_Texte source_.
El Watan du 27 Août 2008
Corruption, mondialisation et impunité
Bernanos disait : « L’énorme proportion des coupables finit toujours par détruire chez les non coupables le sens de la culpabilité. » A côté de ce constat sur le crime en général, pour la corruption, il faut en ajouter un autre : la corruption ne peut s’accomplir qu’avec la complicité entre un corrupteur, en quête d’un avantage ou d’un droit illégitime qui peut aller jusqu’à l’absurdité de suborner un agent pour une place privilégiée dans une chaîne d’attente et un corrompu.
Cet aspect de la corruption accroît son invisibilité et la rend hypothétique et très souvent indétectable, faute de preuves. Outre les personnes directement ou indirectement victimes de l’infraction, la corruption élève ses dégâts jusqu’à la société et sape les fondements de l’Etat. Selon le politologue William Zartrman, (cité par Ammar Belhimer dans Le Soir d’Algérie du 9 octobre 2007), l’effondrement d’un Etat découle de « l’incapacité de ses dirigeants, généralement minés par la corruption et le patrimonialisme, à assurer un minimum de régulation politique, à fonder un pacte social et à conquérir une légitimité minimale ».

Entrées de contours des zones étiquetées
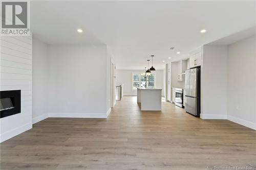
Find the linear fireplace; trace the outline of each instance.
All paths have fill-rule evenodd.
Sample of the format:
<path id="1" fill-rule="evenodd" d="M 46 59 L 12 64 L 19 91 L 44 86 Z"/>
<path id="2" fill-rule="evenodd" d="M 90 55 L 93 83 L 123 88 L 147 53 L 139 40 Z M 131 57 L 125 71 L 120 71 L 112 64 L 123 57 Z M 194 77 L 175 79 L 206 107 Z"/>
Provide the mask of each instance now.
<path id="1" fill-rule="evenodd" d="M 20 90 L 0 91 L 0 118 L 20 113 Z"/>

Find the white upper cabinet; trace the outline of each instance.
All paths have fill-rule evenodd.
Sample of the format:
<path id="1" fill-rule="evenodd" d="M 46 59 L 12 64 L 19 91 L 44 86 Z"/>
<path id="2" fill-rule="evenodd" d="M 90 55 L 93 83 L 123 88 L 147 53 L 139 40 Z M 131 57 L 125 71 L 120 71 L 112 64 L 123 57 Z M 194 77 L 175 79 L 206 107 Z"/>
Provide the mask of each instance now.
<path id="1" fill-rule="evenodd" d="M 189 53 L 189 67 L 193 68 L 201 65 L 201 48 Z"/>

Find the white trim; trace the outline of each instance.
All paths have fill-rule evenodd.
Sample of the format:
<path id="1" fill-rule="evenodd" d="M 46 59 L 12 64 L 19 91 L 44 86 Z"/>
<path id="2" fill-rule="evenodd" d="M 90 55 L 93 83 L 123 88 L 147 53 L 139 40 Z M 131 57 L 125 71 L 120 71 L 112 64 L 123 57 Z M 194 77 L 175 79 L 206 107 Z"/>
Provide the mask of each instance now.
<path id="1" fill-rule="evenodd" d="M 106 118 L 106 113 L 49 113 L 49 117 Z"/>
<path id="2" fill-rule="evenodd" d="M 106 112 L 106 117 L 108 117 L 108 116 L 109 116 L 109 115 L 110 115 L 111 112 L 111 108 L 110 108 L 109 109 L 109 110 L 108 110 L 108 111 Z"/>
<path id="3" fill-rule="evenodd" d="M 226 114 L 200 114 L 200 118 L 202 119 L 226 119 Z"/>
<path id="4" fill-rule="evenodd" d="M 253 123 L 252 122 L 250 122 L 248 120 L 244 120 L 240 118 L 236 117 L 229 115 L 227 115 L 227 119 L 231 122 L 234 122 L 237 124 L 256 130 L 256 124 Z"/>
<path id="5" fill-rule="evenodd" d="M 17 135 L 20 134 L 27 130 L 32 129 L 32 124 L 30 123 L 25 125 L 20 126 L 14 129 L 6 132 L 0 135 L 0 142 L 2 142 L 6 140 L 8 140 L 12 137 L 13 137 Z"/>
<path id="6" fill-rule="evenodd" d="M 32 124 L 34 124 L 37 123 L 38 122 L 41 121 L 46 118 L 49 117 L 49 115 L 48 113 L 45 113 L 39 116 L 35 117 L 32 118 Z"/>
<path id="7" fill-rule="evenodd" d="M 123 95 L 125 96 L 137 96 L 137 94 L 132 94 L 132 93 L 124 93 Z"/>

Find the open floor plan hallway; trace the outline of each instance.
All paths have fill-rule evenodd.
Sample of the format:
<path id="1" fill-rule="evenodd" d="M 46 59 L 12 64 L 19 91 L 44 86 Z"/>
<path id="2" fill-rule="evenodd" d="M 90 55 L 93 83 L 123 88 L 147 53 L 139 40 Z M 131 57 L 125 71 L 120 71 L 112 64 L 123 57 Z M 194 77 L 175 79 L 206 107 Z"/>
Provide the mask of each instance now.
<path id="1" fill-rule="evenodd" d="M 1 143 L 1 169 L 255 168 L 255 131 L 162 108 L 141 111 L 136 96 L 124 96 L 106 119 L 47 118 Z"/>

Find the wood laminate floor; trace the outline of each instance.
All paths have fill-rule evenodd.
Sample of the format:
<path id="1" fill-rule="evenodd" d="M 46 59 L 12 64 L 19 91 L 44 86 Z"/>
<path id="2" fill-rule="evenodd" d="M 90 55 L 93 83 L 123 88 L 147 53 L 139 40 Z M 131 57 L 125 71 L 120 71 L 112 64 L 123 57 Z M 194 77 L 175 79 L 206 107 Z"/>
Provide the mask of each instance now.
<path id="1" fill-rule="evenodd" d="M 256 131 L 168 102 L 141 111 L 135 96 L 124 96 L 106 119 L 48 118 L 1 149 L 1 169 L 253 169 Z"/>

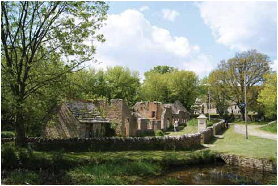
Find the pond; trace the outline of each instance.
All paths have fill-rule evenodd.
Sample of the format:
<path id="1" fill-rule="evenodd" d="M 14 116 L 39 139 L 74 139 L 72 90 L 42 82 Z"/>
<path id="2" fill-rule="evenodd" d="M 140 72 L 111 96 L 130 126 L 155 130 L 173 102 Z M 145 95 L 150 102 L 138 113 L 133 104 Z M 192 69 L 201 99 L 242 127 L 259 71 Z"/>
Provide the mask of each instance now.
<path id="1" fill-rule="evenodd" d="M 138 183 L 142 185 L 264 185 L 275 175 L 225 163 L 174 169 L 164 176 Z"/>

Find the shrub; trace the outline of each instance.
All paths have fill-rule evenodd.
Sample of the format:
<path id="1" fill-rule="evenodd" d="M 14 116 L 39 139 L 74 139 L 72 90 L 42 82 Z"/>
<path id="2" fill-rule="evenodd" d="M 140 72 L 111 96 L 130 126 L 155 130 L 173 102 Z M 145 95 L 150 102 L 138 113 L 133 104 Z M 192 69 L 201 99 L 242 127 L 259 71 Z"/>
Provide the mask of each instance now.
<path id="1" fill-rule="evenodd" d="M 15 136 L 15 133 L 13 132 L 9 131 L 1 132 L 1 138 L 14 138 Z"/>
<path id="2" fill-rule="evenodd" d="M 158 130 L 155 131 L 155 136 L 163 136 L 164 135 L 164 132 L 161 130 Z"/>
<path id="3" fill-rule="evenodd" d="M 1 163 L 1 167 L 4 169 L 14 168 L 18 167 L 19 159 L 14 145 L 9 143 L 2 145 Z"/>
<path id="4" fill-rule="evenodd" d="M 9 177 L 10 181 L 13 184 L 19 184 L 25 183 L 35 184 L 35 182 L 37 179 L 38 175 L 36 172 L 22 170 L 12 171 L 11 172 Z"/>

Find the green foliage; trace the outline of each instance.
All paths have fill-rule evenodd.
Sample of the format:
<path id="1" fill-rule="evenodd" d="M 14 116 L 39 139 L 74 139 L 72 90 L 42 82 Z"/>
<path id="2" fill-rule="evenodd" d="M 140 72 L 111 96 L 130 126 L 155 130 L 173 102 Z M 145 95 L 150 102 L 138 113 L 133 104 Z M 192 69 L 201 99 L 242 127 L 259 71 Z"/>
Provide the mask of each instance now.
<path id="1" fill-rule="evenodd" d="M 225 100 L 235 102 L 243 115 L 244 107 L 240 104 L 244 103 L 243 90 L 245 69 L 248 108 L 251 110 L 258 110 L 256 102 L 260 87 L 256 85 L 263 82 L 264 75 L 269 73 L 270 62 L 267 55 L 259 53 L 255 50 L 237 53 L 227 61 L 221 61 L 217 68 L 211 73 L 210 76 L 213 77 L 209 81 L 213 84 L 213 97 L 215 99 L 219 99 L 218 102 Z M 214 88 L 217 91 L 214 93 Z M 218 92 L 219 91 L 221 94 Z M 219 104 L 218 106 L 221 106 Z"/>
<path id="2" fill-rule="evenodd" d="M 107 82 L 107 97 L 109 99 L 123 99 L 130 106 L 137 101 L 140 88 L 139 73 L 127 67 L 107 67 L 105 73 Z"/>
<path id="3" fill-rule="evenodd" d="M 113 130 L 116 130 L 117 128 L 117 127 L 118 127 L 118 126 L 119 125 L 119 124 L 118 123 L 115 123 L 114 122 L 112 122 L 110 123 L 110 127 L 111 129 Z"/>
<path id="4" fill-rule="evenodd" d="M 155 131 L 155 136 L 163 136 L 164 135 L 164 132 L 161 130 L 158 130 Z"/>
<path id="5" fill-rule="evenodd" d="M 143 99 L 164 103 L 179 100 L 189 110 L 199 94 L 198 76 L 183 70 L 166 71 L 151 70 L 147 73 L 141 89 Z"/>
<path id="6" fill-rule="evenodd" d="M 133 176 L 154 176 L 161 172 L 157 164 L 114 160 L 77 167 L 68 172 L 66 176 L 74 184 L 126 184 L 131 183 Z"/>
<path id="7" fill-rule="evenodd" d="M 276 118 L 277 116 L 277 73 L 267 74 L 265 82 L 260 92 L 258 101 L 263 106 L 267 117 Z"/>
<path id="8" fill-rule="evenodd" d="M 11 172 L 9 181 L 13 184 L 21 185 L 27 183 L 29 184 L 36 184 L 38 179 L 38 175 L 36 172 L 20 170 Z"/>
<path id="9" fill-rule="evenodd" d="M 2 168 L 14 168 L 18 167 L 19 161 L 14 144 L 7 143 L 1 145 L 1 166 Z"/>
<path id="10" fill-rule="evenodd" d="M 13 138 L 15 137 L 15 133 L 10 131 L 3 131 L 1 132 L 1 138 Z"/>
<path id="11" fill-rule="evenodd" d="M 40 133 L 36 129 L 40 131 L 51 103 L 57 103 L 66 74 L 93 59 L 95 47 L 84 42 L 104 41 L 96 31 L 109 6 L 104 2 L 2 2 L 1 5 L 1 100 L 10 109 L 5 112 L 12 113 L 17 123 L 16 144 L 24 146 L 25 129 Z"/>
<path id="12" fill-rule="evenodd" d="M 166 65 L 158 65 L 154 67 L 149 71 L 144 73 L 144 75 L 145 77 L 147 77 L 150 73 L 152 73 L 165 74 L 177 69 L 175 68 L 174 67 L 170 67 Z"/>

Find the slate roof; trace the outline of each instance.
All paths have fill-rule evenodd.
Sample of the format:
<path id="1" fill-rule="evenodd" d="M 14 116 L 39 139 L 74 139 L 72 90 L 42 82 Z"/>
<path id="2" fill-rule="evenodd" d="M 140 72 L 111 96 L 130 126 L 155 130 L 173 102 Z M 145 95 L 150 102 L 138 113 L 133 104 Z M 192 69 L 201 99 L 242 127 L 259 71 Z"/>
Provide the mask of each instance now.
<path id="1" fill-rule="evenodd" d="M 74 99 L 67 100 L 65 104 L 81 123 L 109 122 L 106 118 L 102 117 L 97 107 L 91 102 Z"/>
<path id="2" fill-rule="evenodd" d="M 179 111 L 179 110 L 185 112 L 187 111 L 187 110 L 183 105 L 181 103 L 177 100 L 175 101 L 173 103 L 165 104 L 164 106 L 166 107 L 171 108 L 172 113 L 175 114 L 178 114 Z"/>

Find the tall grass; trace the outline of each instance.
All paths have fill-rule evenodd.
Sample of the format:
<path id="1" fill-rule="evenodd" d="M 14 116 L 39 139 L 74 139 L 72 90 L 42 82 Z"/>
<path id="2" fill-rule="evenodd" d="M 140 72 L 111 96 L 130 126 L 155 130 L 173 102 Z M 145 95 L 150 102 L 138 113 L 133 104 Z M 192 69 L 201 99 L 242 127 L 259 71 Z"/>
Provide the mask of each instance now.
<path id="1" fill-rule="evenodd" d="M 157 164 L 116 160 L 77 167 L 68 172 L 66 176 L 74 184 L 125 184 L 131 183 L 134 176 L 153 176 L 161 172 Z"/>

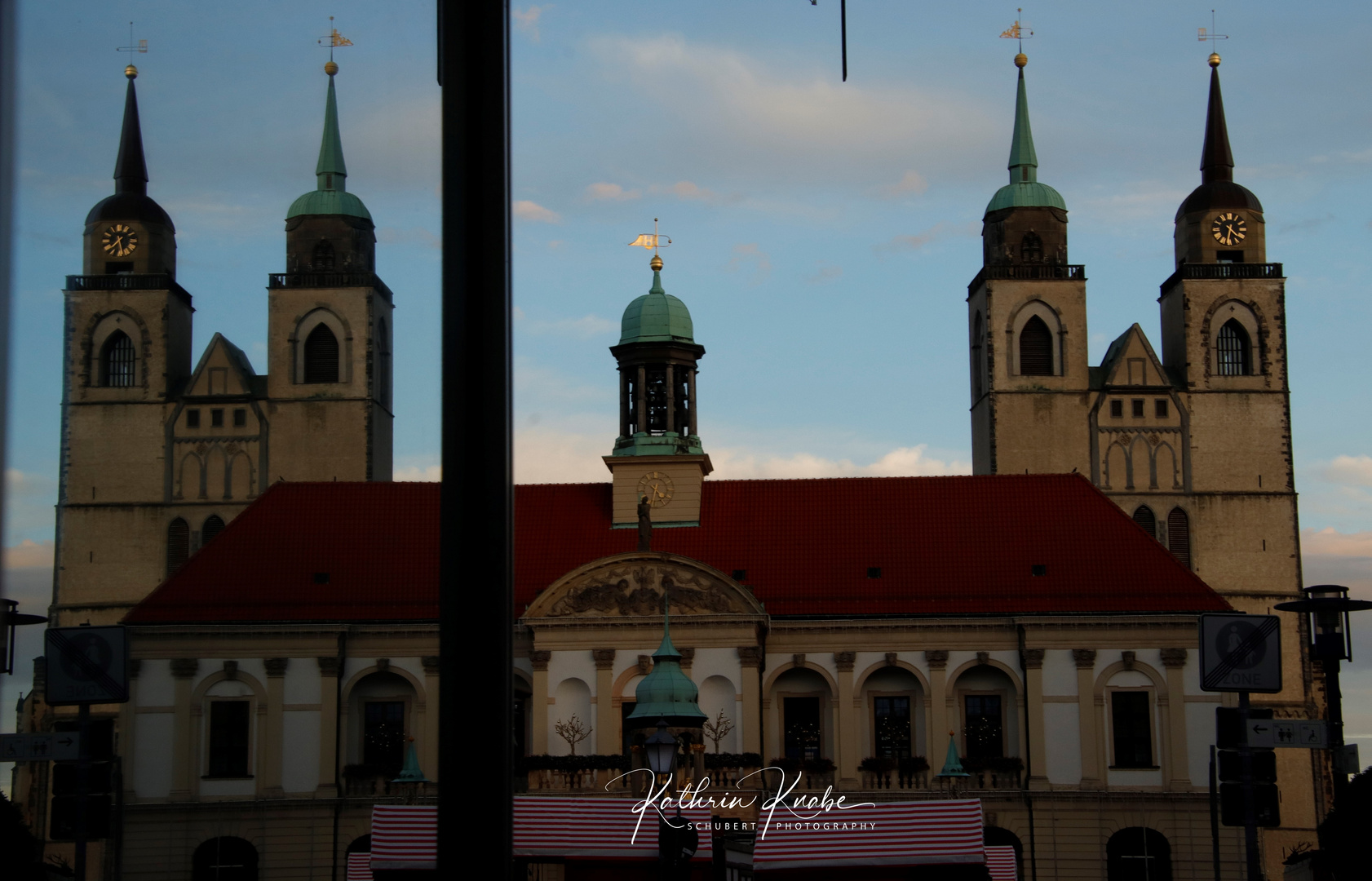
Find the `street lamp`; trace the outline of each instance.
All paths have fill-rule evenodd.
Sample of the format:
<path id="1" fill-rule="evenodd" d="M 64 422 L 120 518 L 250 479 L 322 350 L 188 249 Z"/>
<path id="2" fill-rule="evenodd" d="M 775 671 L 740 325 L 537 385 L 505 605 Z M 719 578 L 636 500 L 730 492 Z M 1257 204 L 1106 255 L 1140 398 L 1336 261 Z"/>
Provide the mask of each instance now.
<path id="1" fill-rule="evenodd" d="M 1367 600 L 1350 600 L 1342 585 L 1312 585 L 1301 593 L 1305 600 L 1279 602 L 1283 612 L 1303 612 L 1310 616 L 1310 656 L 1324 668 L 1324 689 L 1329 701 L 1329 751 L 1334 753 L 1335 796 L 1349 782 L 1347 759 L 1343 753 L 1343 693 L 1339 690 L 1339 661 L 1353 659 L 1349 634 L 1349 612 L 1372 609 Z M 1357 762 L 1353 762 L 1357 766 Z"/>

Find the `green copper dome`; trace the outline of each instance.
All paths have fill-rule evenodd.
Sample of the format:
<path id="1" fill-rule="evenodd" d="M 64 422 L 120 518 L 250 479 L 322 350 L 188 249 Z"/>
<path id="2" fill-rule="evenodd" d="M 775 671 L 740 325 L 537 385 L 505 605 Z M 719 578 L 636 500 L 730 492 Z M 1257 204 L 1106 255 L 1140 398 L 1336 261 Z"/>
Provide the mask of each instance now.
<path id="1" fill-rule="evenodd" d="M 653 652 L 653 670 L 634 690 L 631 720 L 656 725 L 667 719 L 674 727 L 700 727 L 708 718 L 700 709 L 700 689 L 681 666 L 682 655 L 672 645 L 671 622 L 663 616 L 663 644 Z"/>
<path id="2" fill-rule="evenodd" d="M 1015 60 L 1019 64 L 1019 59 Z M 1028 59 L 1024 59 L 1028 60 Z M 986 214 L 1000 209 L 1061 209 L 1067 203 L 1056 189 L 1039 183 L 1039 154 L 1033 148 L 1033 130 L 1029 128 L 1029 96 L 1025 92 L 1025 69 L 1019 64 L 1019 86 L 1015 93 L 1015 130 L 1010 137 L 1010 183 L 996 191 L 986 203 Z"/>
<path id="3" fill-rule="evenodd" d="M 343 162 L 343 139 L 339 137 L 339 106 L 333 96 L 332 73 L 328 97 L 324 102 L 324 139 L 320 141 L 320 161 L 314 166 L 314 177 L 318 181 L 316 188 L 291 203 L 285 220 L 303 214 L 347 214 L 372 220 L 362 200 L 347 192 L 347 165 Z"/>
<path id="4" fill-rule="evenodd" d="M 653 287 L 624 309 L 619 344 L 694 343 L 696 328 L 686 303 L 663 290 L 663 277 L 653 270 Z"/>

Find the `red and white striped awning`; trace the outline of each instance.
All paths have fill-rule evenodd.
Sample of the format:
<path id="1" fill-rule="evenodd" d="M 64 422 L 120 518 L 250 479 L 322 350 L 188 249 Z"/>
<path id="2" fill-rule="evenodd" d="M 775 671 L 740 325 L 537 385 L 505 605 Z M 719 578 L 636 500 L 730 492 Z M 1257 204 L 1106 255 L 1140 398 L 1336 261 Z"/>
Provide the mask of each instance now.
<path id="1" fill-rule="evenodd" d="M 799 811 L 797 811 L 799 812 Z M 809 811 L 805 811 L 809 814 Z M 981 801 L 906 801 L 759 818 L 753 870 L 981 863 Z"/>
<path id="2" fill-rule="evenodd" d="M 1015 862 L 1015 848 L 1008 844 L 988 847 L 986 871 L 991 873 L 991 881 L 1019 881 L 1019 865 Z"/>
<path id="3" fill-rule="evenodd" d="M 372 855 L 347 855 L 347 881 L 372 881 Z"/>
<path id="4" fill-rule="evenodd" d="M 351 860 L 348 870 L 351 871 Z M 438 869 L 438 807 L 372 807 L 372 865 L 379 869 Z M 350 876 L 351 881 L 351 876 Z"/>
<path id="5" fill-rule="evenodd" d="M 514 855 L 657 859 L 657 811 L 645 811 L 639 823 L 635 804 L 637 799 L 514 796 Z M 686 808 L 682 817 L 696 823 L 700 836 L 696 859 L 709 859 L 709 808 Z"/>

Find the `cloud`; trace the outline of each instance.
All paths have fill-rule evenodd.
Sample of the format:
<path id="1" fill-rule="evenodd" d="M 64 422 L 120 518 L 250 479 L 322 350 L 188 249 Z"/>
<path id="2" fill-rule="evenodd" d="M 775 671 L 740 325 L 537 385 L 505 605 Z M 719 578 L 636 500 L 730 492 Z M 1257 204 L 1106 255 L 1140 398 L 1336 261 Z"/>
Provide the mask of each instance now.
<path id="1" fill-rule="evenodd" d="M 608 181 L 600 181 L 598 184 L 591 184 L 586 188 L 586 198 L 591 202 L 627 202 L 630 199 L 638 199 L 643 192 L 641 189 L 624 189 L 619 184 L 611 184 Z"/>
<path id="2" fill-rule="evenodd" d="M 944 461 L 925 456 L 929 445 L 897 447 L 867 465 L 848 458 L 825 458 L 812 453 L 759 457 L 744 449 L 711 450 L 713 476 L 726 480 L 808 479 L 808 478 L 925 478 L 970 475 L 971 462 Z"/>
<path id="3" fill-rule="evenodd" d="M 753 269 L 753 284 L 761 284 L 771 274 L 771 257 L 757 247 L 756 242 L 735 244 L 734 255 L 729 258 L 729 272 L 738 272 L 745 266 Z"/>
<path id="4" fill-rule="evenodd" d="M 52 548 L 51 541 L 36 542 L 26 538 L 18 545 L 4 549 L 4 568 L 52 568 Z"/>
<path id="5" fill-rule="evenodd" d="M 886 199 L 900 199 L 903 196 L 918 196 L 929 189 L 929 181 L 921 177 L 919 172 L 906 172 L 895 184 L 884 184 L 877 191 Z"/>
<path id="6" fill-rule="evenodd" d="M 543 12 L 547 12 L 552 8 L 553 4 L 549 3 L 547 5 L 531 5 L 527 10 L 512 10 L 510 18 L 514 19 L 514 30 L 528 34 L 530 40 L 538 43 L 541 40 L 538 22 L 543 16 Z"/>
<path id="7" fill-rule="evenodd" d="M 823 266 L 815 270 L 815 274 L 805 276 L 805 284 L 827 284 L 841 279 L 844 274 L 842 266 Z"/>
<path id="8" fill-rule="evenodd" d="M 557 211 L 545 209 L 536 202 L 520 199 L 512 206 L 514 217 L 519 220 L 536 221 L 541 224 L 561 224 L 563 218 Z"/>

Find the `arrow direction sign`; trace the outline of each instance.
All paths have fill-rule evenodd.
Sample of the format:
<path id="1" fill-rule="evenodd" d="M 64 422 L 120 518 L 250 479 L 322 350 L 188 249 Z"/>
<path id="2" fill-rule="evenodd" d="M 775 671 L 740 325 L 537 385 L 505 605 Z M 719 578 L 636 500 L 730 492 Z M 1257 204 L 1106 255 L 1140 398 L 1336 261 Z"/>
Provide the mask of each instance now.
<path id="1" fill-rule="evenodd" d="M 1280 692 L 1280 624 L 1276 615 L 1202 615 L 1200 689 Z"/>

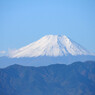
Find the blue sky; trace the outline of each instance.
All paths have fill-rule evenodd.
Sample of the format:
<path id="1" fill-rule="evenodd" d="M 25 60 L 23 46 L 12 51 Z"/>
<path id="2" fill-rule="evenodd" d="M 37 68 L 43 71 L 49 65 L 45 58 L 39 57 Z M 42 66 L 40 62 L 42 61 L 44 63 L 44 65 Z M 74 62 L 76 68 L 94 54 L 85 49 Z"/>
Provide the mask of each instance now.
<path id="1" fill-rule="evenodd" d="M 95 0 L 0 0 L 0 53 L 48 34 L 95 52 Z"/>

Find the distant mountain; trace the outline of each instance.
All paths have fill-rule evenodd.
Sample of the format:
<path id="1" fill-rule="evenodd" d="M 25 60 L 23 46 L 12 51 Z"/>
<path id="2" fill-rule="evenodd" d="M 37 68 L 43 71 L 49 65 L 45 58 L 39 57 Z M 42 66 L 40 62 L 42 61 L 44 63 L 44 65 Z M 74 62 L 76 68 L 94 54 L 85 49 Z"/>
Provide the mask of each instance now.
<path id="1" fill-rule="evenodd" d="M 9 54 L 12 58 L 67 55 L 92 55 L 92 53 L 65 35 L 47 35 Z"/>
<path id="2" fill-rule="evenodd" d="M 0 69 L 0 95 L 95 95 L 95 62 Z"/>
<path id="3" fill-rule="evenodd" d="M 13 64 L 48 66 L 88 60 L 95 61 L 95 55 L 70 38 L 64 35 L 47 35 L 25 47 L 11 51 L 8 57 L 0 57 L 0 68 Z"/>

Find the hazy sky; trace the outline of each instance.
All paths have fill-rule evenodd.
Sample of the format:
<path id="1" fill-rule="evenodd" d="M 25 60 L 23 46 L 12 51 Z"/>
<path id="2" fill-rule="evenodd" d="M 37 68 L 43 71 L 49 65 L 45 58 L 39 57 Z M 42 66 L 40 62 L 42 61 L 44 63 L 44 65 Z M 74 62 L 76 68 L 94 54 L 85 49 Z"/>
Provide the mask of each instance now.
<path id="1" fill-rule="evenodd" d="M 0 0 L 0 53 L 48 34 L 95 52 L 95 0 Z"/>

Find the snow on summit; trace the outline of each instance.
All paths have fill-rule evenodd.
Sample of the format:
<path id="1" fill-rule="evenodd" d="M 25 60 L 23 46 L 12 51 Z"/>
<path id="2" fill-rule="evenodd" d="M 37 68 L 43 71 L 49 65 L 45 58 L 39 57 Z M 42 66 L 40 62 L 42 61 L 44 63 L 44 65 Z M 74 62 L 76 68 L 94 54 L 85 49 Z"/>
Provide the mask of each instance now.
<path id="1" fill-rule="evenodd" d="M 89 55 L 89 52 L 65 35 L 46 35 L 9 54 L 12 58 L 67 55 Z"/>

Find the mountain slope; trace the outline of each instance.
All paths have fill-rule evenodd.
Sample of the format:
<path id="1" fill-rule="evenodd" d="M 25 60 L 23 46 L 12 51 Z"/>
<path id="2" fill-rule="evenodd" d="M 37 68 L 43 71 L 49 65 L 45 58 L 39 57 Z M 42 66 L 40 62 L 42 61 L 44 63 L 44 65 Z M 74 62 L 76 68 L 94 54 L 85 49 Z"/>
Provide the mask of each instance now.
<path id="1" fill-rule="evenodd" d="M 95 62 L 0 69 L 0 95 L 95 95 Z"/>
<path id="2" fill-rule="evenodd" d="M 91 55 L 82 46 L 66 36 L 47 35 L 18 50 L 11 51 L 9 56 L 38 57 L 38 56 L 66 56 L 66 55 Z"/>

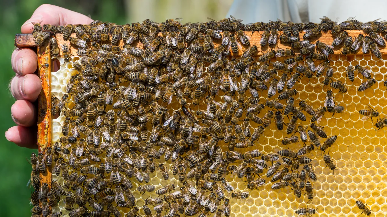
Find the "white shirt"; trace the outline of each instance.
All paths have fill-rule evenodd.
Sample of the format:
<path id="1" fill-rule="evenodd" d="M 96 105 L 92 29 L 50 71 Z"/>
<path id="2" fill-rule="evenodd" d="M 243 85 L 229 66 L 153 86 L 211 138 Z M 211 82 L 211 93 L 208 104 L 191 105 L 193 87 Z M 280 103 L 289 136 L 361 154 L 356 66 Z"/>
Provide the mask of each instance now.
<path id="1" fill-rule="evenodd" d="M 354 17 L 365 22 L 382 17 L 386 8 L 387 1 L 382 0 L 234 0 L 227 17 L 232 15 L 245 24 L 275 21 L 277 18 L 284 22 L 320 23 L 324 16 L 333 21 Z"/>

_Travail demandé_.
a - Répondez aux questions suivantes à partir de l'article sur la corruption.
(i) À qui est attribuée la citation qui ouvre l'article ?
(ii) Entre quels deux acteurs la corruption exige-t-elle une complicité ?
(iii) Dans quel journal et à quelle date Ammar Belhimer a-t-il cité William Zartrman ?
b - Prolongez l'article sur la corruption et l'impunité à la suite de sa dernière phrase.

_Corrigé de l'exercice_.
a -
(i) À Bernanos.
(ii) Entre un corrupteur et un corrompu.
(iii) Dans Le Soir d'Algérie du 9 octobre 2007.

b -
Le plus alarmant est de voir que la corruption a été élevée au rang d’arme de combat par la première puissance mondiale qui, d’ailleurs, ne s’en cache pas. Ainsi, le 17 décembre 2002, dans Newsweek, le directeur de la CIA affirmait : « Nous avons les moyens de façonner l’opinion publique mondiale », en disposant d’un budget, pour « financer les opérations de corruption, de recrutement de personnes au profil douteux et les opérations d’assassinats à l’étranger. » Un calcul a même été fait pour délimiter le budget d’une opération de corruption de mille « personnes clés (parlementaires, journalistes, scientifiques, juges, etc.) », dans chacun des 50 premiers pays de la planète. Cela représente à peine 10% du budget annuel des services de renseignement et 0,8 % du budget annuel des services de défense globale des USA.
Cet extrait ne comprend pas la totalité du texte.